╭─ Text excerpt

Daniel Karrenberg (born 1959, in Düsseldorf) is a German computer scientist and one of Europe's Internet pioneers who lives in the Netherlands.

== Biography ==
From 1981 to 1987, Karrenberg was a scientific assistant and network administrator at TU Dortmund. In 1982, he helped set up EUnet, the first European Internet service provider.

From 1987 to 1992, Karrenberg worked at the Centrum Wiskunde & Informatica (CWI) in Amsterdam, where he helped to build the central European structured cabling with links to the American NSFNET.

In 1989, Karrenberg was one of the founders of RIPE, the platform for cooperation between European internet providers. In 1992, he was instrumental in founding the world's first Regional Internet Registry, the RIPE NCC, responsible for Europe, the Middle East and parts of Africa and Central Asia, which he headed until 1999.

╰─
╭─ Supplied material

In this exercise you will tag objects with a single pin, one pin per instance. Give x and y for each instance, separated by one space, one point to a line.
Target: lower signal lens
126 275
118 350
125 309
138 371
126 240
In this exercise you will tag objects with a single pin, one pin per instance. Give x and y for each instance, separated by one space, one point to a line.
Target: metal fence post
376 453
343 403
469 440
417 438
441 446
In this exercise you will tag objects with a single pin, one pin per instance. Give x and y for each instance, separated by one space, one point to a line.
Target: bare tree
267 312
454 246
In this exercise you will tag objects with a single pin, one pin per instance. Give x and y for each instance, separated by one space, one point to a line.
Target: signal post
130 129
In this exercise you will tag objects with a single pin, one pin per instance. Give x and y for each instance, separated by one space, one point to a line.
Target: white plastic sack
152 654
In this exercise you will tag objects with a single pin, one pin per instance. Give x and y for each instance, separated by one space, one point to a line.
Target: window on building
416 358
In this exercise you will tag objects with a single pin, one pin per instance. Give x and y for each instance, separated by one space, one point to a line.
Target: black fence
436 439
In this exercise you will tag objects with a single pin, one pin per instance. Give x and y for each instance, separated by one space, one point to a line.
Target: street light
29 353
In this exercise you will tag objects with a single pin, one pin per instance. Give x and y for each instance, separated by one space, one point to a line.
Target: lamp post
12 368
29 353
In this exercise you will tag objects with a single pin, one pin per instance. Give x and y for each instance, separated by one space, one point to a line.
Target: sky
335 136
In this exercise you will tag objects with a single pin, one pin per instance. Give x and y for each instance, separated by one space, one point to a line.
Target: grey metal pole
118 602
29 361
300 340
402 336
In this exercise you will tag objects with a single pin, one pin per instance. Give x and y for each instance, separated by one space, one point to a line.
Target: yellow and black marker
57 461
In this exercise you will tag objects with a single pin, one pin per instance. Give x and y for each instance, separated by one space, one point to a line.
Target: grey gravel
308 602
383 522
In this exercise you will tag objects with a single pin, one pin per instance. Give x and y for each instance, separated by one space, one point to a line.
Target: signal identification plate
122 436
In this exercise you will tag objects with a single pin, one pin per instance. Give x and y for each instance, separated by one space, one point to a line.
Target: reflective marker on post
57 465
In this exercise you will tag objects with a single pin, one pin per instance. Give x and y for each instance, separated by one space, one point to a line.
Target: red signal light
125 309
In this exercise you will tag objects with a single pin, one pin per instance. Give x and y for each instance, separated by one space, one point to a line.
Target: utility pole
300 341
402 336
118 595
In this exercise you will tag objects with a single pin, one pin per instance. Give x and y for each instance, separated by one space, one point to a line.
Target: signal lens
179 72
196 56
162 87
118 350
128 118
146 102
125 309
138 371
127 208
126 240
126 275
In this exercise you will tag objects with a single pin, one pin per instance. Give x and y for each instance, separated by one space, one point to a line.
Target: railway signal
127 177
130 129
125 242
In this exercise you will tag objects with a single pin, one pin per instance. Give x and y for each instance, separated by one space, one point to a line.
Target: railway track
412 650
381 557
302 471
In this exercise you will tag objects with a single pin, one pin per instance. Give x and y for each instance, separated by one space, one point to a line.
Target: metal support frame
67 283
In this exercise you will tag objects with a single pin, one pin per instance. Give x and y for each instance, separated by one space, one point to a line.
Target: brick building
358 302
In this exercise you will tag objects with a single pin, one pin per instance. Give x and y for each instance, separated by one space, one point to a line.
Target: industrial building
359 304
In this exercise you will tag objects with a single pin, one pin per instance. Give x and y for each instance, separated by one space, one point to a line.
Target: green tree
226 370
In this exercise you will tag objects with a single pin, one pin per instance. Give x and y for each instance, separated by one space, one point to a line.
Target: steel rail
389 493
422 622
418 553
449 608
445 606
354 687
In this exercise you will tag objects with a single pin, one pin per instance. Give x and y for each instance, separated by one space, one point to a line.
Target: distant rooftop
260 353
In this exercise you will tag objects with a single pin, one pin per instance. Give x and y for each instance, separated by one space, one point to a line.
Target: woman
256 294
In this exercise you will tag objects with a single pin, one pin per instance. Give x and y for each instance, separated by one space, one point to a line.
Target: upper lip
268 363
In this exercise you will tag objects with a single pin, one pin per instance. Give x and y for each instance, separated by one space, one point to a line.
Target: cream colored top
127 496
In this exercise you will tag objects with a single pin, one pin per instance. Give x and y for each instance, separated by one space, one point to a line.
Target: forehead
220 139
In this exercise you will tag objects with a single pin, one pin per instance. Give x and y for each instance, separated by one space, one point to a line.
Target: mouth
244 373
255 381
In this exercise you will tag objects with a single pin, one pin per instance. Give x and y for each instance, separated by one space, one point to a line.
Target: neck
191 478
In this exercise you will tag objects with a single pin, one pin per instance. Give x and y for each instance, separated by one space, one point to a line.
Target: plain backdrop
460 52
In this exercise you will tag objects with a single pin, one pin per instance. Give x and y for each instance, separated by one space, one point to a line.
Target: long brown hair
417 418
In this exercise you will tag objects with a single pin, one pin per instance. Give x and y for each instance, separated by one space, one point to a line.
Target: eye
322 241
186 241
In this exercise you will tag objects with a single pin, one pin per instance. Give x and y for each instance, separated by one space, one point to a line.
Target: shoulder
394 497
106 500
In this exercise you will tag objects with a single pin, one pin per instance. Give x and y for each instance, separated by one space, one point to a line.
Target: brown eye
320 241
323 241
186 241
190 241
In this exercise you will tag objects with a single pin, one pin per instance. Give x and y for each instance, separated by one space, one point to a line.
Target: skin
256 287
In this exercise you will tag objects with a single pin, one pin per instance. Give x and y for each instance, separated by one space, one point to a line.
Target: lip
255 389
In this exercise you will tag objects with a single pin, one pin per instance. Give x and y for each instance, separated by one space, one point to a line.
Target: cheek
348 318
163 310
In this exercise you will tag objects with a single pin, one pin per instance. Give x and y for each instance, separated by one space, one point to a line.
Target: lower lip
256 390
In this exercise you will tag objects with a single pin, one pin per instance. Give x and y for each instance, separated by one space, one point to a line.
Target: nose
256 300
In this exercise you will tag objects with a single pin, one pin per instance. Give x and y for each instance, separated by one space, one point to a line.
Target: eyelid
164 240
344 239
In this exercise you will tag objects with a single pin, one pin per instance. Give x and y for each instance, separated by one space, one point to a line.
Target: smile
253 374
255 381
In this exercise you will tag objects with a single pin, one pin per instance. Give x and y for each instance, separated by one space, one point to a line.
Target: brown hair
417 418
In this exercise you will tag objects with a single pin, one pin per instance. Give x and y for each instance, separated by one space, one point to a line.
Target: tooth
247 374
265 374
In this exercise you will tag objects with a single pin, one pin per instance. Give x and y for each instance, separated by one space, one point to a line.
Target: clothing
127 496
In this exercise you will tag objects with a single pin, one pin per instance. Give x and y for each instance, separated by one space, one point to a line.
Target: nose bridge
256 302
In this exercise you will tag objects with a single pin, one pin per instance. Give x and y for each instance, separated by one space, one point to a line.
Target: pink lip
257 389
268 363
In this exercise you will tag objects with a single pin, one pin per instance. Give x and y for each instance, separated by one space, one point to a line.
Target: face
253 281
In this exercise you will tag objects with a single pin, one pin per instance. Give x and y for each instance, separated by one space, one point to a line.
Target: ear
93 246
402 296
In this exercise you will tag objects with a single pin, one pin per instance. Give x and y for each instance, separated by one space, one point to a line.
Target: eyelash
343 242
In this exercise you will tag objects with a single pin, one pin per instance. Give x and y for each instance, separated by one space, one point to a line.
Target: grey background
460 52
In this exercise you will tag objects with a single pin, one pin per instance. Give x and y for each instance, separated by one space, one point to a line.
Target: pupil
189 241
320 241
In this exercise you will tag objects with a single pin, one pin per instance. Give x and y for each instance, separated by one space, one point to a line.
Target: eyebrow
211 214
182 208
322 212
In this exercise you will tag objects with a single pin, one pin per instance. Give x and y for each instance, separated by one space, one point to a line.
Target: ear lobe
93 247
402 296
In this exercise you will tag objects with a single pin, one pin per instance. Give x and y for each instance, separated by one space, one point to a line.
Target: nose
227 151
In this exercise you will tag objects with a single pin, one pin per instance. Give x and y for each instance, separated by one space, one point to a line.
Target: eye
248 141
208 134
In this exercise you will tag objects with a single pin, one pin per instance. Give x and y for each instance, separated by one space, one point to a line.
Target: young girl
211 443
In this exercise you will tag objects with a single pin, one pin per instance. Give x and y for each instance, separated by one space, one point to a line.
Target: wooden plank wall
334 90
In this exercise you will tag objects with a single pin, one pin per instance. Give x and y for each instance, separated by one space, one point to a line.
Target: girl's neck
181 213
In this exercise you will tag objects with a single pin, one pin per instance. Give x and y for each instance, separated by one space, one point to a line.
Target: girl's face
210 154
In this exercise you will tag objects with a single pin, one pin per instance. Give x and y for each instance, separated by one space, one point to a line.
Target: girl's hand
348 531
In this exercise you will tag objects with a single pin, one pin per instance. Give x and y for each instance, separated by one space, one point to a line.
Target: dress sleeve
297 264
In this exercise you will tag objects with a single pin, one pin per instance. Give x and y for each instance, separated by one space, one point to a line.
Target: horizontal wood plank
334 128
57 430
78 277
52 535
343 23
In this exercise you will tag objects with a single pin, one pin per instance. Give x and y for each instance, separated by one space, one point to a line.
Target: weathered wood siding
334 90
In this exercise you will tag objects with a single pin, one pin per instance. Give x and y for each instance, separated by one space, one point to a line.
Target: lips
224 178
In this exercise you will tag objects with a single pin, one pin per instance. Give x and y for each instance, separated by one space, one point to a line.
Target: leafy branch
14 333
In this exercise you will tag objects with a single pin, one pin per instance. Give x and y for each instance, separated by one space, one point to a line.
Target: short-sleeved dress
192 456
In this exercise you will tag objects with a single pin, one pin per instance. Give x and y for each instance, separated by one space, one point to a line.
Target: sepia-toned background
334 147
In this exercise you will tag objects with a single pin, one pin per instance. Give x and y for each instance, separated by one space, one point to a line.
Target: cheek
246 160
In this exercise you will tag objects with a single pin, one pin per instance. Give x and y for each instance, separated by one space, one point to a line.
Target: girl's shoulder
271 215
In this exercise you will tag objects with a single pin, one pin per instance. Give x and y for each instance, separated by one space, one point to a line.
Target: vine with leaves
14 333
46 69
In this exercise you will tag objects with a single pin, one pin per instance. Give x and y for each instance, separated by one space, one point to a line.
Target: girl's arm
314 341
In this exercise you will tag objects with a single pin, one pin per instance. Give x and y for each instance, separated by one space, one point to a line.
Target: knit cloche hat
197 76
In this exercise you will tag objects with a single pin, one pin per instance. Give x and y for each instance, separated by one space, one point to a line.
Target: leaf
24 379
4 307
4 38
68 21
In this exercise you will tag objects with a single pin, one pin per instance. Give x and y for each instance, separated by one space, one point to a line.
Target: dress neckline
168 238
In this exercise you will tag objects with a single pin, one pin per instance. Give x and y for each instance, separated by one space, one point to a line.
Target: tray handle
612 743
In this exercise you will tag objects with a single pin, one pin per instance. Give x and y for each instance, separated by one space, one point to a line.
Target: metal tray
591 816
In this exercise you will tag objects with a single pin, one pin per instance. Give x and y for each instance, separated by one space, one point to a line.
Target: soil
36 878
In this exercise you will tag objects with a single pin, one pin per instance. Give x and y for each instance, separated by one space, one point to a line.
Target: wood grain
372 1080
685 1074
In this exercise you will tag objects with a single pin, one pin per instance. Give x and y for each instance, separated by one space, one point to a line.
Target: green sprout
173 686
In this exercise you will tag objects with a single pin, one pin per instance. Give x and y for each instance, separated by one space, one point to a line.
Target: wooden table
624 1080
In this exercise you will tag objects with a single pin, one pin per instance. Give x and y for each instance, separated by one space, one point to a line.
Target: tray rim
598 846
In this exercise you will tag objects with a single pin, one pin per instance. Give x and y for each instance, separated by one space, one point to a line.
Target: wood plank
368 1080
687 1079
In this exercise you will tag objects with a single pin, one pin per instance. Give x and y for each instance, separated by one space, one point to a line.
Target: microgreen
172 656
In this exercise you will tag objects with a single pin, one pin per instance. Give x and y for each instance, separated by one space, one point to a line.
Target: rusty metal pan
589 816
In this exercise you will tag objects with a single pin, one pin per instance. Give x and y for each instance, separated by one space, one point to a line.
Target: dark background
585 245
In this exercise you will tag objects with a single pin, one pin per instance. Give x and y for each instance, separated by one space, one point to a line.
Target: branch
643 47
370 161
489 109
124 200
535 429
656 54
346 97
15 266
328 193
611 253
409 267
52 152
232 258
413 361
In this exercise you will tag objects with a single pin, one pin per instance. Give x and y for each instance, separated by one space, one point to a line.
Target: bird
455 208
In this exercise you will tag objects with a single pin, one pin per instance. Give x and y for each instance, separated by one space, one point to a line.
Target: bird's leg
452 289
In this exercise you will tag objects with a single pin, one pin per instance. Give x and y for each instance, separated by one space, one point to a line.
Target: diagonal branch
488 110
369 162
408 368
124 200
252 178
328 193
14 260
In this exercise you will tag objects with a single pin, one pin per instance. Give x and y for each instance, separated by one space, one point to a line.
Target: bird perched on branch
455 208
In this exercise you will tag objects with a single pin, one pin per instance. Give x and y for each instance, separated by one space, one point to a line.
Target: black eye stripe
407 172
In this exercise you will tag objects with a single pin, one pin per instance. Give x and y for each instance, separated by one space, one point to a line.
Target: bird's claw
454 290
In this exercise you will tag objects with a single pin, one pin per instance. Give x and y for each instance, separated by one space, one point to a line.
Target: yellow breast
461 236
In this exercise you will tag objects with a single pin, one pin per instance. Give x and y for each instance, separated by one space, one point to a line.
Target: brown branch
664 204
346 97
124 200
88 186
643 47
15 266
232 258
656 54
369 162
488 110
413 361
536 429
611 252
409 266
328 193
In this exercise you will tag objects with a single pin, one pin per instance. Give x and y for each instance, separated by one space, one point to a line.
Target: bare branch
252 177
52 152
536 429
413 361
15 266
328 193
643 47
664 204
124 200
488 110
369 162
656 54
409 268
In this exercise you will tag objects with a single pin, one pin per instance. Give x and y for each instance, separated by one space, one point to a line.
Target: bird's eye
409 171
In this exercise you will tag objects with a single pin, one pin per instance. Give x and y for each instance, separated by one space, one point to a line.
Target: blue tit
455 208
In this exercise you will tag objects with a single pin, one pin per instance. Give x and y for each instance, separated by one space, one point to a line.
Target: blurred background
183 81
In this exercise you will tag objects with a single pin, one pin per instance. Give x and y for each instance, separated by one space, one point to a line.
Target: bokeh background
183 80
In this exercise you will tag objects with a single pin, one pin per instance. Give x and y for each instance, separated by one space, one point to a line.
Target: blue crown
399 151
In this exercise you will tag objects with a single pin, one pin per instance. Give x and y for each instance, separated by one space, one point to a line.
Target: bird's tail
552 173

╰─

Assignment 1: Transcribe the Karrenberg biography starting with "Daniel Karrenberg (born" and going on through "Internet service provider.".
Assignment 2:
Answer these questions from the Karrenberg biography:
(a) In what city was Karrenberg born?
(b) In what city is the Centrum Wiskunde & Informatica located?
(c) Until what year did Karrenberg head the RIPE NCC?
Assignment 3: List every distinct year mentioned in the Karrenberg biography, in chronological order.
Please rely only on the Karrenberg biography.

Your response 1:
Daniel Karrenberg (born 1959, in Düsseldorf) is a German computer scientist and one of Europe's Internet pioneers who lives in the Netherlands.

== Biography ==
From 1981 to 1987, Karrenberg was a scientific assistant and network administrator at TU Dortmund. In 1982, he helped set up EUnet, the first European Internet service provider.

Your response 2:
(a) Düsseldorf
(b) Amsterdam
(c) 1999

Your response 3: 1959, 1981, 1982, 1987, 1989, 1992, 1999